▶ **RECORD EXTRACTS**
** START **

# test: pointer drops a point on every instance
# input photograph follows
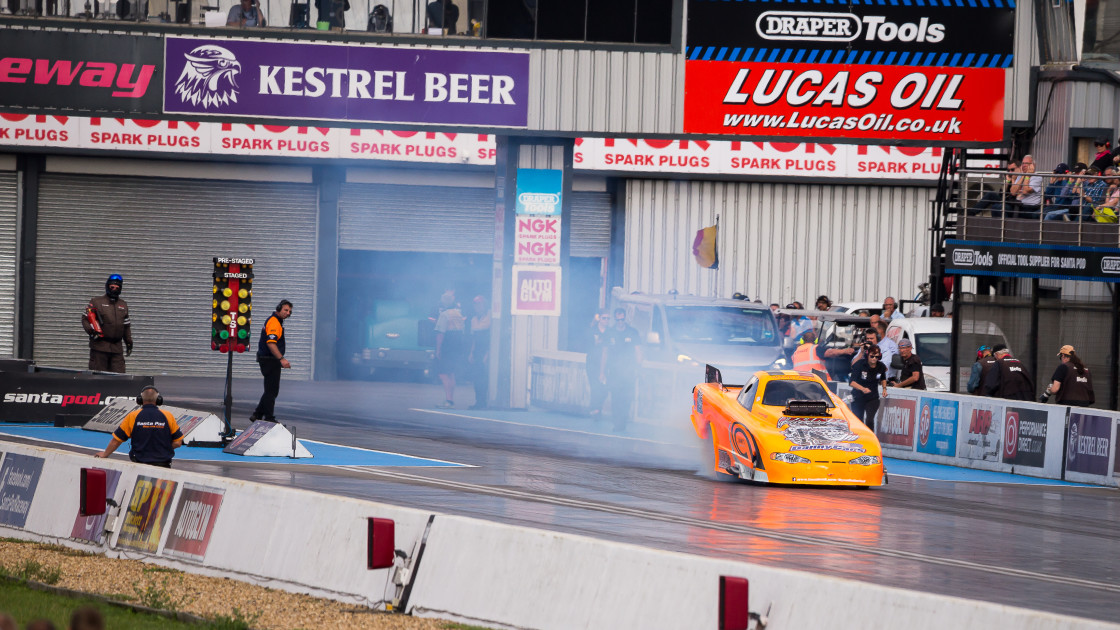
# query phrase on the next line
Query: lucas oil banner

** END **
** START **

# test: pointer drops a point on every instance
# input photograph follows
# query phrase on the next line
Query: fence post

** END **
** START **

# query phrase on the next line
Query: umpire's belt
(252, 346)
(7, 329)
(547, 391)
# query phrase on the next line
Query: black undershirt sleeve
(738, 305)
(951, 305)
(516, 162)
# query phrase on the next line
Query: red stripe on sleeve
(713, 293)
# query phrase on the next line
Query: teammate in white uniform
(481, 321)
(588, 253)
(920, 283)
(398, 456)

** END **

Count the rows above that contain the string "sleeve" and reply with that number alone.

▶ **SOLUTION BELOW**
2